▶ _TASK OBJECTIVE_: Set out every line of the records below as a Markdown table with the columns "Line No" and "Text", numbering the rows and skipping blank lines. Omit the pictures from the table.

---------- RECORDS PROVIDED ----------

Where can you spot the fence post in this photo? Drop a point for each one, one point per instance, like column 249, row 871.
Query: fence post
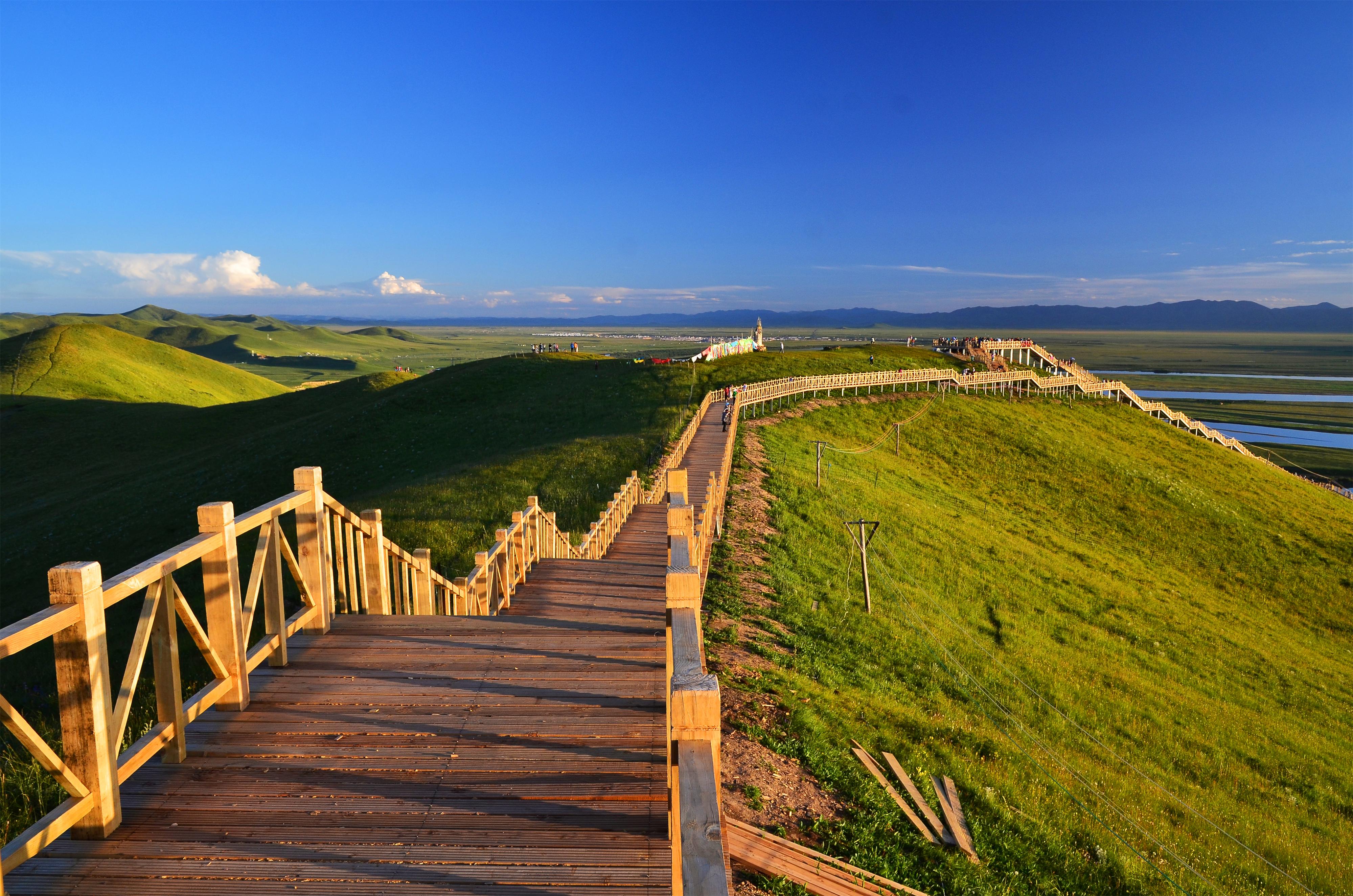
column 423, row 582
column 482, row 585
column 221, row 589
column 311, row 547
column 522, row 549
column 164, row 654
column 85, row 695
column 274, row 608
column 378, row 578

----------

▶ _WRITTEN ANSWER_:
| Line No | Text |
|---|---|
| 1 | Where can you spot the fence post in this photo? Drop a point for each one, one point per instance, like column 249, row 871. |
| 2 | Query: fence post |
| 3 | column 423, row 582 |
| 4 | column 482, row 585 |
| 5 | column 221, row 589 |
| 6 | column 311, row 547 |
| 7 | column 522, row 549 |
| 8 | column 164, row 654 |
| 9 | column 85, row 695 |
| 10 | column 274, row 608 |
| 11 | column 378, row 578 |